Text passage ::
A wide range of 19th to 21st century philosophical movements—including Marxism, critical theory, existentialism, deconstruction, various poststructuralisms, and many others—have positioned themselves in dialogue with Hegel. Some of these movements understand themselves as ruptures or radical departures from Hegel, suggesting an interpretation of post-Hegelianism which means something like ‘in contrast to’ or even ‘against’ Hegel. Other movements that are situated under the post-Hegelian philosophical inheritance focus on returns rather than ruptures, insisting that there are aspects in Hegel’s thought and legacy that demand going back to and building upon in some sense. There are also those movements which less noticeably fit into a post-Hegelian framework but nonetheless contain echoes of Hegelian thought throughout. This conference aims to present a sketch of the numerous differences in such movements’ interpretations of Hegel.

Provided records ::

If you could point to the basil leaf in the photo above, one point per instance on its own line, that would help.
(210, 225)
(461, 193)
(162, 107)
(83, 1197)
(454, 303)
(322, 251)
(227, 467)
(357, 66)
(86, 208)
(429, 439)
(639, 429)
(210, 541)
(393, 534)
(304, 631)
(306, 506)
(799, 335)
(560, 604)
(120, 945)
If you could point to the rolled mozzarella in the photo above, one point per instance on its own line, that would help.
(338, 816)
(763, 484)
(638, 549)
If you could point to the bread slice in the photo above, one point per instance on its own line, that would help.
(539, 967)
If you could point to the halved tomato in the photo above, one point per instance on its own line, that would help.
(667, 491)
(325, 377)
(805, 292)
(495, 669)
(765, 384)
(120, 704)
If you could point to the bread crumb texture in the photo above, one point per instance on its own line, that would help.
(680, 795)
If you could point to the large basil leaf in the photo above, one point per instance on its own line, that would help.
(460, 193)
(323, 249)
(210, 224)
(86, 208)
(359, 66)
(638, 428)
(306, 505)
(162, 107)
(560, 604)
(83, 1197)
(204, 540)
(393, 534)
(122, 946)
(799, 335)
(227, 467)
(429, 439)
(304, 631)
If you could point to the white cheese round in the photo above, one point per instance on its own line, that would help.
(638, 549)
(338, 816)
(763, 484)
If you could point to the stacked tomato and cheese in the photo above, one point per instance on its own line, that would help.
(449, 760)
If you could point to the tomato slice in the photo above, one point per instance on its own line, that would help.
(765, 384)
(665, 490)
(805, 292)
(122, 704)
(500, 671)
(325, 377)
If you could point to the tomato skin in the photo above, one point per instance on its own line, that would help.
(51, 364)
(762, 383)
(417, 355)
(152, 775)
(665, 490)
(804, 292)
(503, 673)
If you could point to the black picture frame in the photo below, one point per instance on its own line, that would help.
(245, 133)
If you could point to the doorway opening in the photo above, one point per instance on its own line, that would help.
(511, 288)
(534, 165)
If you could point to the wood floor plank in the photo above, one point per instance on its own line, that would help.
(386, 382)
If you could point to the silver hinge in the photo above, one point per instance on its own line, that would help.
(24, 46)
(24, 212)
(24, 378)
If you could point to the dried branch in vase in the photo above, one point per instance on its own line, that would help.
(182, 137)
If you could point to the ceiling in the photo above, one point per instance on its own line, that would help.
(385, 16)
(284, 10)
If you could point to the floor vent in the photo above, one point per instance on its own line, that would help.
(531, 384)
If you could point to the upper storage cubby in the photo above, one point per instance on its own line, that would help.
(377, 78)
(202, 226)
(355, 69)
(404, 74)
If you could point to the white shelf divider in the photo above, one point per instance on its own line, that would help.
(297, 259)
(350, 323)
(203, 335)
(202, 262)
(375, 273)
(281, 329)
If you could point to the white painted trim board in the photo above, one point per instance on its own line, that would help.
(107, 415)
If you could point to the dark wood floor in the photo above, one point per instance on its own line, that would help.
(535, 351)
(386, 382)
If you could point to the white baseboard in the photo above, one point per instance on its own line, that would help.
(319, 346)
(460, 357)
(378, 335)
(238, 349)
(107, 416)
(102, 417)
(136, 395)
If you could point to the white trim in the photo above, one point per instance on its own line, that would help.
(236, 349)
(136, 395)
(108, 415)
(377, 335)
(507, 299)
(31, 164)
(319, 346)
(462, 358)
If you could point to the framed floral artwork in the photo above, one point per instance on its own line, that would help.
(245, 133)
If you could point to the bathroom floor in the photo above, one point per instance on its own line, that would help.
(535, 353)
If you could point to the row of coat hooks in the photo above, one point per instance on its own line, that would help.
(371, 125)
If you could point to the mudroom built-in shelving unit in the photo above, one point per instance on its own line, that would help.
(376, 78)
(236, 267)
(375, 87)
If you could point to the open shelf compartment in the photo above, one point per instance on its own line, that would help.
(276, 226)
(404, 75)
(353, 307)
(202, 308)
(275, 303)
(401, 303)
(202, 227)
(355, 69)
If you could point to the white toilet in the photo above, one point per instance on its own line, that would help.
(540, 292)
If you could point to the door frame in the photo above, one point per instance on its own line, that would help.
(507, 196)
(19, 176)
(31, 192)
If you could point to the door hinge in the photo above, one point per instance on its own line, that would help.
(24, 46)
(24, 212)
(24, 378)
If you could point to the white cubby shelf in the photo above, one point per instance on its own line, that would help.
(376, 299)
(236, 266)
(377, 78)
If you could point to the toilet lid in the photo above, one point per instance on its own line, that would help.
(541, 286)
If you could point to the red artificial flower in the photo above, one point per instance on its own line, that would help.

Exercise set ::
A. In the passage on post-Hegelian philosophy, what does the conference aim to present?
B. Summarize the passage on post-Hegelian philosophy in two sentences.
C. Resume the passage on post-Hegelian philosophy after its last sentence.

Results in order ::
A. A sketch of the numerous differences in such movements' interpretations of Hegel.

B. Many philosophical movements from the 19th to 21st centuries have engaged with Hegel, some as ruptures against his thought, others as returns that build on it, and still others carrying less obvious echoes of it. The conference aims to sketch the many differences in how these movements interpret Hegel.

C.
To envision post-Hegelian horizons and come to better understand the diverse movements that engage with, challenge, and reshape Hegel's philosophy, the organizers invite submissions on the following potential topics and beyond:
- The significance of Schelling’s complicated relationship with Hegel and his work and how that relationship might best be characterized
- Hegel’s Influence on Sartre and Sartre’s usage of Hegelian Philosophy
- Hegel, the unconscious, and psychoanalysis: Freud, Lacan, Slavoj Žižek, Catherine Malabou, and other psychoanalytic readings of Hegel
- Interpretations and problematizations of the master-slave dialectic (Sartre, Fanon, and others)
- The 20th century Francophone reception of Hegel’s philosophy (Alexandre Kojève, Jean Hyppolite, and others)
- The post-structuralists and Hegel
- Archaeology, genealogy, difference, and deconstruction: Are Foucault, Deleuze, and Derrida post-Hegelians in any meaningful sense?
- The Frankfurt School’s varying understandings and uses of Hegel (Adorno, Benjamin, Horkheimer, Fromm, Marcuse, Habermas, and others)
- Dichotomies and trichotomies in Hegel Scholarship: Young/old Hegelians, left/right Hegelians, metaphysical/non-metaphysical Hegelianism, analytic/ continental/pluralist up-takings of Hegel, Hegelian Marxism, epistemological/metaphysical emphasis or priority in Hegel, etc.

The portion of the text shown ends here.